● **PROBLEM DESCRIPTION**:
Copy exactly, and copy only, the lines from the one bearing "Practice step: identify the white beard" through the final line of the records.

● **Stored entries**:
_ _ _ _ _ _ _

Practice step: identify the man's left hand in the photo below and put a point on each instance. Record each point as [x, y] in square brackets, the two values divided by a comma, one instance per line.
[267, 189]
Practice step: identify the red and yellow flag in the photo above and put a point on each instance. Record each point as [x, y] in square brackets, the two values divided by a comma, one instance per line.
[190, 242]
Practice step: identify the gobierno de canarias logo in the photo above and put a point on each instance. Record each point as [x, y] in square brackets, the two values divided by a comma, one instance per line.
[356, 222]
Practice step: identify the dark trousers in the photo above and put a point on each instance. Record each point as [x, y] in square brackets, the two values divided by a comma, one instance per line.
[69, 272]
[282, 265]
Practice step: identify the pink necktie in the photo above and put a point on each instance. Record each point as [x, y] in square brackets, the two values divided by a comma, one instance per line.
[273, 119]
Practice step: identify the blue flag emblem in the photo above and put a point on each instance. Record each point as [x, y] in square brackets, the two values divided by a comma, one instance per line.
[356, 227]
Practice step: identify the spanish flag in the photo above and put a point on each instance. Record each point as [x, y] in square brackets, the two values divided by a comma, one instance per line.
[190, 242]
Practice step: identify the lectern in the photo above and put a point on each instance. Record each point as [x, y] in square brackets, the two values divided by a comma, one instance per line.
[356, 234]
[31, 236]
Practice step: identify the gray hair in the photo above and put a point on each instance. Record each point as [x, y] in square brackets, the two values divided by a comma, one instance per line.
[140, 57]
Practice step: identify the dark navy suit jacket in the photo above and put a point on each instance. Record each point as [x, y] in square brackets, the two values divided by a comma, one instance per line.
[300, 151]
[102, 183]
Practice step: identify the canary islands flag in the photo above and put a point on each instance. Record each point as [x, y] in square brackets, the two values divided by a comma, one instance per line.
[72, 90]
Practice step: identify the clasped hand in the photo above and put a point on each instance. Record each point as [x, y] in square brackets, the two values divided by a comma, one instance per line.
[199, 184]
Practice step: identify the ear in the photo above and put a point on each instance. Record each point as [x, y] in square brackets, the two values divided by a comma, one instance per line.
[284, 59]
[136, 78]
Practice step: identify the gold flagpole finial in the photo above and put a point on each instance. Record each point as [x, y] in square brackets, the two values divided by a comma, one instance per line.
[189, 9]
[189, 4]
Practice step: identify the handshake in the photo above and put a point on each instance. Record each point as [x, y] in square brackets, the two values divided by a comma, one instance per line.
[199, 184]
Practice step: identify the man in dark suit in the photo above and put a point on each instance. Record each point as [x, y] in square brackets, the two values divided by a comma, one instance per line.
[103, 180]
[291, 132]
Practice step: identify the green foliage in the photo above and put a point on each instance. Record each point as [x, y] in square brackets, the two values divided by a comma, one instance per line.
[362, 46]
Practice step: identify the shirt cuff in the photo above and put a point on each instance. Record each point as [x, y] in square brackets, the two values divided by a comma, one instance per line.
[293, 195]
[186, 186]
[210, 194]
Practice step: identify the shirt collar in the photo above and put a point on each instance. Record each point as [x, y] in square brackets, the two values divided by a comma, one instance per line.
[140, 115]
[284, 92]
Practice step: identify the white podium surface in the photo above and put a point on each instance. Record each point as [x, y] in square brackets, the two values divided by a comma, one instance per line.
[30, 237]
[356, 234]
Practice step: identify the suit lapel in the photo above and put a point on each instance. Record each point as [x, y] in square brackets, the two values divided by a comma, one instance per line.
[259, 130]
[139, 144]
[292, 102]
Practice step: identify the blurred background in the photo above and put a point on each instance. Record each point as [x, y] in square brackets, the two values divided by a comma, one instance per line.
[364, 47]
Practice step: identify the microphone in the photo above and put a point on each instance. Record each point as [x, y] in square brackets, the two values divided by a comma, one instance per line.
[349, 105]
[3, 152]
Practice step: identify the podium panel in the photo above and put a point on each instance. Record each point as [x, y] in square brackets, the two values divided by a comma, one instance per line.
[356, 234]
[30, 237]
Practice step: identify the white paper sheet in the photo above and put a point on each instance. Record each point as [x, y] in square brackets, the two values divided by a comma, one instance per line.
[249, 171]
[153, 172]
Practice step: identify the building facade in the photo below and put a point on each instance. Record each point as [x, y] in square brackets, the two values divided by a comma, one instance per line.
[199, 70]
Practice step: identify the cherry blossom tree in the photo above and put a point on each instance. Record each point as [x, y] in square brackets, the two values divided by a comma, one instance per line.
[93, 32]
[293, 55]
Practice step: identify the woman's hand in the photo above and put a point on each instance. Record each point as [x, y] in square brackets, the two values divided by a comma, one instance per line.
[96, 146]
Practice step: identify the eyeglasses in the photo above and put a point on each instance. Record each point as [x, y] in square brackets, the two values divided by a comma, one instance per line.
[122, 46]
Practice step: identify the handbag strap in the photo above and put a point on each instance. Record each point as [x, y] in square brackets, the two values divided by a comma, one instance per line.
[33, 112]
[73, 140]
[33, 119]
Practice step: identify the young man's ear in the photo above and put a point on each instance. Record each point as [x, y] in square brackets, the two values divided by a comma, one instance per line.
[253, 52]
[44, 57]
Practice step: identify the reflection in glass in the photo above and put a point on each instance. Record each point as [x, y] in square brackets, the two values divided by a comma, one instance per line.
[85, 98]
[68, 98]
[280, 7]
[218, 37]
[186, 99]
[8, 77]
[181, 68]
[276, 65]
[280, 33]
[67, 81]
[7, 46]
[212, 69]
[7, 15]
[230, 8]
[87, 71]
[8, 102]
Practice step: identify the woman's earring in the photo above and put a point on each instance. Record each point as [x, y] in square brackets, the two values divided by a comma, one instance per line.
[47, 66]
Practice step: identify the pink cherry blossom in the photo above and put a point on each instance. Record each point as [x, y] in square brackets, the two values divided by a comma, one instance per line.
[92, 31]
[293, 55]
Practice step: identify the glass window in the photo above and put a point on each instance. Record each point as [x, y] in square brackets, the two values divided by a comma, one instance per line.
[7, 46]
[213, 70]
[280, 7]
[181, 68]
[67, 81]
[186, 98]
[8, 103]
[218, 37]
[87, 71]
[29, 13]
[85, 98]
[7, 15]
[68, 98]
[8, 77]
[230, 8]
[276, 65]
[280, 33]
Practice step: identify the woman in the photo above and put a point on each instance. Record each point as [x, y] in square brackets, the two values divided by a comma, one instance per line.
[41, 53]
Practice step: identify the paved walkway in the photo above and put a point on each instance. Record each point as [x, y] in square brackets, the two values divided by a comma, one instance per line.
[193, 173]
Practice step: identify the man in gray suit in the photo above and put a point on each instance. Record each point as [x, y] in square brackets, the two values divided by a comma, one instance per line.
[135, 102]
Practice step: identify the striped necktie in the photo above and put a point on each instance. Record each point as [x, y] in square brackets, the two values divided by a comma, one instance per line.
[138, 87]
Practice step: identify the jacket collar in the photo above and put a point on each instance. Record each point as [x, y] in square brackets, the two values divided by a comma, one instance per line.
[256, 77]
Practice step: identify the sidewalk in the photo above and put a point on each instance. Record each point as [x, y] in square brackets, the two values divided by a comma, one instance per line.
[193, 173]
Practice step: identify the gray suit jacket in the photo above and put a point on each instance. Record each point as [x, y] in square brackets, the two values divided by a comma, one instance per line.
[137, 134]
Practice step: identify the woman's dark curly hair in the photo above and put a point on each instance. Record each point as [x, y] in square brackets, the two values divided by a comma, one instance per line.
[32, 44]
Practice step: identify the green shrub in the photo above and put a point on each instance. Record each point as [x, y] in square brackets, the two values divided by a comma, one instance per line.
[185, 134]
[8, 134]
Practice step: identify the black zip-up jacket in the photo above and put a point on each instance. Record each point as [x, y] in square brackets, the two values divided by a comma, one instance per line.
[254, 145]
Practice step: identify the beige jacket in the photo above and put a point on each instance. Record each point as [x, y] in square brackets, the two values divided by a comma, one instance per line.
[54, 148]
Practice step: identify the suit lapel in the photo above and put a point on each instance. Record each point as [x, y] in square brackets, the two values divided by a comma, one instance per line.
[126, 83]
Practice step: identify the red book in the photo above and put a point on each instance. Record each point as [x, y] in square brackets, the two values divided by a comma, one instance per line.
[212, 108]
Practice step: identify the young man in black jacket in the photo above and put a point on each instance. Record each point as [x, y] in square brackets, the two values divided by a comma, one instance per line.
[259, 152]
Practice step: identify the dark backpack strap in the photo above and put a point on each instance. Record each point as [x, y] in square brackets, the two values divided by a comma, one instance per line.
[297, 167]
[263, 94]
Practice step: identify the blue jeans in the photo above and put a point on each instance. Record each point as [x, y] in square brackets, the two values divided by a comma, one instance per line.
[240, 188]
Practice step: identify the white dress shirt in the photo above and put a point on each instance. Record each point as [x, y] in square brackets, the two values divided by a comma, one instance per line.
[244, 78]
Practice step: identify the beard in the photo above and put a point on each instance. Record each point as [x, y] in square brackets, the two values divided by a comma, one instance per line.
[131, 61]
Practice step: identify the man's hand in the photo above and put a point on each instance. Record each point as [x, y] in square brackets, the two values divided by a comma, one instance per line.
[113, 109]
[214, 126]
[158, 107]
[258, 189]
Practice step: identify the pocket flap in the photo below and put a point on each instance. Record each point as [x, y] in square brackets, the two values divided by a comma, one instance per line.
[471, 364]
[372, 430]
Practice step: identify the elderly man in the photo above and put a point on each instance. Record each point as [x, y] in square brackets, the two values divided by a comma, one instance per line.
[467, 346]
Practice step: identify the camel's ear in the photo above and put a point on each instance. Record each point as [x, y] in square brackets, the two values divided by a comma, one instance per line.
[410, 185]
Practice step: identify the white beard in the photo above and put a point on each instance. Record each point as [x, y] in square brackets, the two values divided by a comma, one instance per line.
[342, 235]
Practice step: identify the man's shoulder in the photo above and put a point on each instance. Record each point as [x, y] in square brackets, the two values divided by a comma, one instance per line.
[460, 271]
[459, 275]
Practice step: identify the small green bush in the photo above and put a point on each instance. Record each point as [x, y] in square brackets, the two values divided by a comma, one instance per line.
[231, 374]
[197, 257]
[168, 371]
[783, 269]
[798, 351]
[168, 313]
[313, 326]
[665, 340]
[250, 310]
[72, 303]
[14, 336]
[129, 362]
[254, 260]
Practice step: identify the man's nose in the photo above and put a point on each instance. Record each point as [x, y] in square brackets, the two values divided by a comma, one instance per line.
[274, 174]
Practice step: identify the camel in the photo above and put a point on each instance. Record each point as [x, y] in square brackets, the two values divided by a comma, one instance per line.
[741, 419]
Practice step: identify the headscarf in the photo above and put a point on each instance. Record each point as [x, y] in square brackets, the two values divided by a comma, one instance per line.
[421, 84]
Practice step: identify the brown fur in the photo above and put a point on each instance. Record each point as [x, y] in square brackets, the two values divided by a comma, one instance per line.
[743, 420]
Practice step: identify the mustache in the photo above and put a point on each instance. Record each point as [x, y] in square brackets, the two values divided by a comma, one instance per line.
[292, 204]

_ _ _ _ _ _ _

● **ANSWER SPACE**:
Practice step: identify the white beard in the photo above and put a point on each instance. Record each point as [x, y] in square brackets, the two values divided by a comma, one instance per line.
[342, 235]
Practice step: identify the man's shoulder in the photo above and put a point on each instance. Record each point as [x, y] in square brackets, the two values divided by a comma, one instance per line.
[460, 271]
[459, 275]
Practice step: identify the small green bush in the photo above and put a point on each instance. Record each point as [x, y] in square brackets, the two values divided by a comma, one instance per line.
[231, 374]
[197, 257]
[168, 371]
[783, 269]
[798, 351]
[168, 313]
[313, 326]
[665, 340]
[250, 310]
[72, 303]
[14, 336]
[129, 362]
[254, 260]
Practice step: identify the man's nose in the photo above and put a point on each instance. Record each point as [x, y] in square brackets, the two values divided by a comma, one instance per line.
[274, 174]
Practice step: identify the camel in the photo above and put a point on each instance. Record each point as [x, y] in square brackets, the two values divided by a comma, one instance per line.
[741, 419]
Practice step: identify the headscarf in the photo above and put a point on each instance. Record each point as [x, y] in square brackets, the two values divided by a comma, one instance per line.
[421, 84]
Practice step: identify the brown fur in the photo above and put a point on each instance. Record each point as [x, y] in square brackets, the two values divided by a comma, one instance per line.
[743, 420]
Practice step: identify the mustache in the photo above and put a point on each instance. Record each point as [x, y] in square brackets, the two values divided by a comma, one instance per line.
[292, 204]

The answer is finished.